__WHAT IS BEING ASKED__
Render the records below as a Markdown table with the columns Row and Line, giving each line its own numbered row. Skip blank lines and leave the pictures out.

__DATA EXTRACT__
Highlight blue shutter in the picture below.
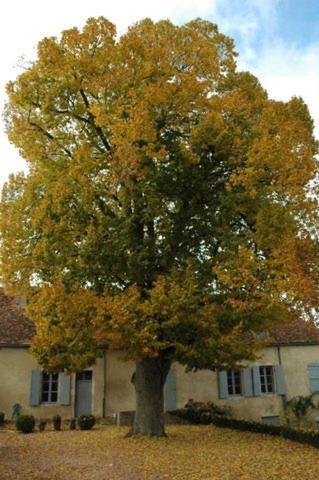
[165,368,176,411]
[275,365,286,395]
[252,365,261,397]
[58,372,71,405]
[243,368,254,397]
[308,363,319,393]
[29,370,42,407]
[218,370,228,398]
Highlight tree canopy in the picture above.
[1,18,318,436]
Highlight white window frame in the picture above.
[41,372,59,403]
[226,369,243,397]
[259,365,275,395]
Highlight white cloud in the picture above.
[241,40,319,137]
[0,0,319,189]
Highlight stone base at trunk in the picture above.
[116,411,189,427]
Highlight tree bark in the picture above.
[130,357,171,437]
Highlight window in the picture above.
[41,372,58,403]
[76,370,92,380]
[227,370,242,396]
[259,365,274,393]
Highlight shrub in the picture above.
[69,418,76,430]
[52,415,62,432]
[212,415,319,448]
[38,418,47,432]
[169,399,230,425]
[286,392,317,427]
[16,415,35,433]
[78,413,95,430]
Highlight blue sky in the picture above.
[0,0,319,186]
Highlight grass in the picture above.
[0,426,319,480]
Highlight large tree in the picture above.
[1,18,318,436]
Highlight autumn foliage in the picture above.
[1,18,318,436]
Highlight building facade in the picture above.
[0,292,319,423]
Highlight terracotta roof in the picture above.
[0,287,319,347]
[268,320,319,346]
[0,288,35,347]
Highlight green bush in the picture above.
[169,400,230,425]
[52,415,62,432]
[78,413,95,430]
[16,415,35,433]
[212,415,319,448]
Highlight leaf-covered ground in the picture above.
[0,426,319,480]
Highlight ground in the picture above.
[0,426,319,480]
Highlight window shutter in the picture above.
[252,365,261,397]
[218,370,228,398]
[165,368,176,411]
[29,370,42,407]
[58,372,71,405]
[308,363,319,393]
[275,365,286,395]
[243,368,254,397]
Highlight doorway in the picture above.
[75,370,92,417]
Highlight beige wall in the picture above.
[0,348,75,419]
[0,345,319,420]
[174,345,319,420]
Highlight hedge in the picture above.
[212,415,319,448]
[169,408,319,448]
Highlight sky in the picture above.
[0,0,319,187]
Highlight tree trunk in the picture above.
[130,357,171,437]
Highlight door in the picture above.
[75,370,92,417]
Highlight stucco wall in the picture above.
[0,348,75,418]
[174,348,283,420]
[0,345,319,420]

__TASK RESULT__
| Row | Line |
|---|---|
| 1 | Highlight blue shutter in the picture below. |
| 2 | [165,368,176,411] |
| 3 | [275,365,286,395] |
| 4 | [252,365,261,397] |
| 5 | [58,372,71,405] |
| 6 | [243,368,254,397] |
| 7 | [308,363,319,393] |
| 8 | [29,370,42,407] |
| 9 | [218,370,228,398] |
| 10 | Highlight tree canopy in the picture above. |
| 11 | [1,18,318,436] |
| 12 | Highlight white window frame in the picture above. |
| 13 | [41,372,59,403] |
| 14 | [226,369,243,397] |
| 15 | [259,365,275,395] |
| 16 | Highlight white cloud in the picture above. |
| 17 | [241,40,319,137] |
| 18 | [0,0,319,189] |
| 19 | Highlight stone base at trunk in the picture above. |
| 20 | [116,411,189,427] |
| 21 | Highlight tree bark in the picture above. |
| 22 | [130,357,171,437] |
| 23 | Highlight window in the picture above. |
| 24 | [41,372,58,403] |
| 25 | [76,370,92,380] |
| 26 | [227,370,242,396] |
| 27 | [259,365,274,393] |
| 28 | Highlight shrub in the picture above. |
| 29 | [69,418,76,430] |
| 30 | [52,415,62,432] |
| 31 | [212,415,319,448] |
| 32 | [38,418,47,432] |
| 33 | [169,399,230,425] |
| 34 | [286,392,317,427] |
| 35 | [16,415,35,433] |
| 36 | [78,413,95,430] |
| 37 | Highlight blue sky in the picture above. |
| 38 | [0,0,319,186] |
| 39 | Highlight grass in the picture above. |
| 40 | [0,426,319,480] |
| 41 | Highlight large tree in the picture above. |
| 42 | [1,18,318,436] |
| 43 | Highlight autumn foliage in the picture above. |
| 44 | [1,18,318,436] |
| 45 | Highlight building facade in the picture above. |
| 46 | [0,292,319,423] |
| 47 | Highlight terracotta roof in the picture above. |
| 48 | [0,287,319,347] |
| 49 | [268,320,319,346] |
| 50 | [0,288,35,347] |
| 51 | Highlight green bush in the picture above. |
| 52 | [169,400,230,425] |
| 53 | [52,415,62,432] |
| 54 | [78,413,95,430] |
| 55 | [16,415,35,433] |
| 56 | [212,415,319,448] |
| 57 | Highlight leaf-covered ground in the picture above. |
| 58 | [0,426,319,480] |
| 59 | Highlight ground in the picture above. |
| 60 | [0,426,319,480] |
| 61 | Highlight window shutter in the picture above. |
| 62 | [252,365,261,397] |
| 63 | [218,370,228,398] |
| 64 | [165,368,176,411] |
| 65 | [29,370,42,407] |
| 66 | [58,372,71,405] |
| 67 | [308,363,319,393] |
| 68 | [275,365,286,395] |
| 69 | [243,368,254,397] |
| 70 | Highlight doorway in the picture above. |
| 71 | [75,370,92,417] |
| 72 | Highlight beige wall in the picture above. |
| 73 | [0,348,75,419] |
| 74 | [0,345,319,420] |
| 75 | [174,345,319,420] |
| 76 | Highlight hedge in the picture above. |
| 77 | [212,415,319,448] |
| 78 | [169,408,319,448] |
| 79 | Highlight sky in the picture above. |
| 80 | [0,0,319,187] |
| 81 | Highlight tree trunk in the picture above. |
| 82 | [130,357,171,437] |
| 83 | Highlight door in the picture above. |
| 84 | [75,370,92,417] |
| 85 | Highlight stucco wall in the picture above. |
| 86 | [0,348,75,418] |
| 87 | [174,348,283,420] |
| 88 | [0,345,319,420] |